◆ PAGE EXTRACT ◆
Zack Davis during his time in Germany.
“Be patient. Research will not go according to plan or follow a set schedule. Aspects are bound go wrong and the important thing is to not take it personally and to keep trying. “
In this edition of Spotlight on our Students, we spoke with Zachary Davis, a senior majoring in Material Science and Engineering from Goldsboro, NC. Zack talked with us about the amazing research he’s done on campus as a part of his University Honors Capstone project.
UHP: What is the focus of your Capstone project and what inspired you to select this topic?
For my Capstone, I worked on a tissue engineering project where I designed and built a direct-write, near-field electrospinning system (DWNFE) for the fabrication of anatomically accurate fibrous tissue scaffolds. This project came together through a culmination of my prior research experiences both at NC State and with the DAAD RISE Germany internship. My research at NC State with Dr. Fisher consisted of electrospinning synthetic polymers and 3D printing models of orthopedic tissues. While at Stuttgart and Tübingen, I worked on a high-resolution imaging bioreactor and heard interesting discussions about electrospinning of natural polymers. When I returned from Germany I wanted to attempt this form of electrospinning and my professor wanted to build a DWNFE, so we compromised. This compromise, which was to build the system and after successfully printing with synthetic polymers attempt printing with natural ones, became my Capstone. I am currently continuing this work.
UHP: What do you hope to learn from your work on this project?
I hoped to gain a better perspective on my research interests looking forward to graduate school. The Capstone project has helped me narrow down my school options and professors by providing both the experience and the opportunity to meet other faculty or at least hear about them. This networking and deliberation of my interests helped me pick which universities would be the best fit for me.
UHP: What other interests or hobbies do you have that helped shape this project?
I am a runner and as such have injured my knees on more occasions than I can count. This means that in the future my knees and other joints have a higher risk of forming osteoarthritis. My research can lead to more effective repairs of orthopedic tissues and thus be able to save mine and others knees in the future.
USP: How has your time in the UHP prepared you to delve into the Capstone?
Through the program, I was able to have my first exposure to research with the Phage Hunters Program. This gave me the confidence and experience to ask for the position with Dr. Fisher and begin my path towards the Capstone.
UHP: What do you want to tell other University Honors students about bringing together a successful Capstone project?

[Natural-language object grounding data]
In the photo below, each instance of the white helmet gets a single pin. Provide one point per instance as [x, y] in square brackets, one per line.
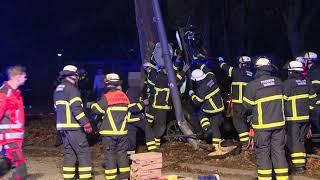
[295, 66]
[198, 75]
[263, 62]
[69, 70]
[112, 78]
[244, 59]
[311, 56]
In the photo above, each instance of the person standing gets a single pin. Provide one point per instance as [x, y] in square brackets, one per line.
[72, 124]
[12, 121]
[264, 97]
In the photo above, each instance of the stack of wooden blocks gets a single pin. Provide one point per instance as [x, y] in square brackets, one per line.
[146, 166]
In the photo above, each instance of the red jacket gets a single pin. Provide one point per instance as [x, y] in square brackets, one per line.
[11, 115]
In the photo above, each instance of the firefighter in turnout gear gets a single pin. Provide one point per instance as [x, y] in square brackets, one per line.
[160, 99]
[207, 95]
[72, 124]
[300, 98]
[12, 123]
[113, 105]
[264, 97]
[240, 78]
[136, 117]
[313, 64]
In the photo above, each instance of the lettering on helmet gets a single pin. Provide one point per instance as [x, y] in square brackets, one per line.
[301, 82]
[268, 82]
[60, 87]
[210, 83]
[249, 73]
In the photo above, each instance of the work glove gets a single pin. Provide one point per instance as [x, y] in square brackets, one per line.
[220, 59]
[185, 68]
[191, 92]
[89, 104]
[145, 102]
[87, 128]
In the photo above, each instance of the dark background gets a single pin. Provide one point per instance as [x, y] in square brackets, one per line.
[103, 33]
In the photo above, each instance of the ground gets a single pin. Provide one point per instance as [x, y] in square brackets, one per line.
[45, 161]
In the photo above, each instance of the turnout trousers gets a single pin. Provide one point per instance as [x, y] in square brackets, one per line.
[13, 151]
[296, 135]
[240, 122]
[315, 125]
[159, 124]
[270, 154]
[76, 150]
[133, 128]
[115, 154]
[213, 121]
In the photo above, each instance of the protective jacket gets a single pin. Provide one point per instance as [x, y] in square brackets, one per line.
[207, 94]
[114, 106]
[69, 107]
[240, 78]
[11, 115]
[300, 98]
[264, 96]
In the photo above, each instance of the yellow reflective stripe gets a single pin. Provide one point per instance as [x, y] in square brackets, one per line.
[315, 82]
[110, 171]
[244, 134]
[197, 98]
[270, 125]
[244, 139]
[222, 64]
[267, 171]
[312, 96]
[111, 177]
[125, 169]
[203, 120]
[96, 105]
[150, 82]
[270, 98]
[68, 126]
[179, 76]
[85, 176]
[81, 169]
[75, 100]
[205, 124]
[298, 155]
[150, 143]
[282, 177]
[108, 132]
[69, 169]
[212, 93]
[296, 118]
[230, 71]
[81, 115]
[68, 175]
[202, 66]
[248, 101]
[298, 161]
[281, 170]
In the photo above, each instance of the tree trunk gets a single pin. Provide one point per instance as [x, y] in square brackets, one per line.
[146, 28]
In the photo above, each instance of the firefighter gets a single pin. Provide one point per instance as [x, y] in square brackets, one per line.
[72, 124]
[207, 95]
[160, 100]
[300, 98]
[136, 118]
[12, 122]
[313, 64]
[264, 97]
[114, 106]
[240, 78]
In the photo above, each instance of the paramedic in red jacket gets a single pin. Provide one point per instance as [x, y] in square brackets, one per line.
[12, 121]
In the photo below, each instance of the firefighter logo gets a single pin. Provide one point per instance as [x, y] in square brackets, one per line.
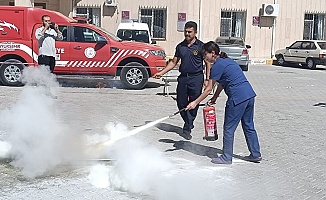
[90, 52]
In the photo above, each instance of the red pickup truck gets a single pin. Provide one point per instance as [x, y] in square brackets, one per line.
[85, 49]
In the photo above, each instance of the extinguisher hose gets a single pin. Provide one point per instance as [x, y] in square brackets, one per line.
[183, 109]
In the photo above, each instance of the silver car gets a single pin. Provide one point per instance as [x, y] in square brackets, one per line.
[308, 53]
[236, 49]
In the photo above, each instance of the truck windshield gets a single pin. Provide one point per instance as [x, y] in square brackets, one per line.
[111, 35]
[133, 35]
[322, 45]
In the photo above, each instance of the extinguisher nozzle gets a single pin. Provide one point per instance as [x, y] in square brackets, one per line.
[177, 112]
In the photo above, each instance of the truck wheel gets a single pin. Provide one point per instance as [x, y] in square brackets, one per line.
[134, 76]
[244, 67]
[11, 72]
[311, 64]
[280, 60]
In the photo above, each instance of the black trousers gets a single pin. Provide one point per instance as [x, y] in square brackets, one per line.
[46, 60]
[189, 88]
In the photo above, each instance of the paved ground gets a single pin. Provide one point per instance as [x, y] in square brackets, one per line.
[289, 117]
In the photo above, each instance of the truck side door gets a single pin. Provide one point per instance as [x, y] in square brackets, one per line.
[86, 54]
[62, 50]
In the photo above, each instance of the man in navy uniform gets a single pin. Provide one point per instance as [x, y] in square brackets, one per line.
[239, 106]
[191, 79]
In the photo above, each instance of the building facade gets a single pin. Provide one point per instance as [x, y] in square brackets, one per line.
[265, 29]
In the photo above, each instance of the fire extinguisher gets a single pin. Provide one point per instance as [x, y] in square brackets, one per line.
[210, 123]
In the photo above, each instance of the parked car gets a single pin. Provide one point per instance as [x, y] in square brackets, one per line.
[308, 53]
[135, 31]
[236, 49]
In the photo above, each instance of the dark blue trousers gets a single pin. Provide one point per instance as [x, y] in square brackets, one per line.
[189, 88]
[243, 112]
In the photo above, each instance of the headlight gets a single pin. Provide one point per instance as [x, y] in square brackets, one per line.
[158, 53]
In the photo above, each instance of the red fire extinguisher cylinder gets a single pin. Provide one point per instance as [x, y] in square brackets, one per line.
[210, 123]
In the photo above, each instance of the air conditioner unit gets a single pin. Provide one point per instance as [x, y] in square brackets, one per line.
[112, 3]
[270, 10]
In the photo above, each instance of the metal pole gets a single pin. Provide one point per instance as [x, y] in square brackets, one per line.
[199, 20]
[273, 35]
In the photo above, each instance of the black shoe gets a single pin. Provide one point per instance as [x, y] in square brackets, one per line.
[186, 134]
[250, 158]
[219, 160]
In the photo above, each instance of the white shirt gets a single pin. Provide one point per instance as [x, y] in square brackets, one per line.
[46, 42]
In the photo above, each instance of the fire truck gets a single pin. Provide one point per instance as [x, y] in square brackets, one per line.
[85, 49]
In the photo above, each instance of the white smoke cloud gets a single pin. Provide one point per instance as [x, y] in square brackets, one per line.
[140, 168]
[39, 142]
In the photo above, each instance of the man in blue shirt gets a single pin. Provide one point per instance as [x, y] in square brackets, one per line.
[191, 79]
[239, 106]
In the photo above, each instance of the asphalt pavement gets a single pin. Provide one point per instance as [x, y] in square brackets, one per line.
[157, 163]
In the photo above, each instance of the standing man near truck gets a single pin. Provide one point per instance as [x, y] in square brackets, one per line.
[191, 79]
[46, 36]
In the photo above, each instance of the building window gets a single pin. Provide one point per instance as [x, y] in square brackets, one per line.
[156, 20]
[233, 24]
[314, 27]
[93, 15]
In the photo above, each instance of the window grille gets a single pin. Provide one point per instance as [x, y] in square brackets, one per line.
[233, 24]
[314, 27]
[156, 20]
[93, 15]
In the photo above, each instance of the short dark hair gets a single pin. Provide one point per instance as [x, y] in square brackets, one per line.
[191, 24]
[44, 16]
[211, 46]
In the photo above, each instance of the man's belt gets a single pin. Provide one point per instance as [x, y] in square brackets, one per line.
[191, 74]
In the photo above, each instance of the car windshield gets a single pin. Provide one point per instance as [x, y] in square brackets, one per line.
[133, 35]
[111, 35]
[322, 45]
[229, 41]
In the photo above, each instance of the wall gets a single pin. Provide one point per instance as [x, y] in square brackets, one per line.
[289, 23]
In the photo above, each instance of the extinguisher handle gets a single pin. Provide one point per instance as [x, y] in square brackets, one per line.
[208, 103]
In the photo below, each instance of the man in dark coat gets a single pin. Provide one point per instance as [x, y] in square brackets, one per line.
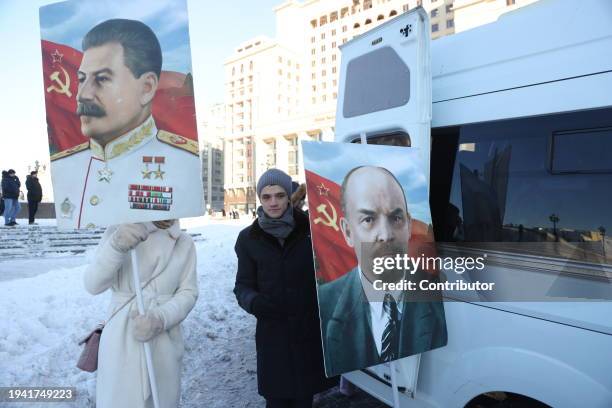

◆ ASSIGNMENT ◆
According to the student spotlight interview, which program gave Zachary Davis his first exposure to research?

◆ SOLVED PROBLEM ◆
The Phage Hunters Program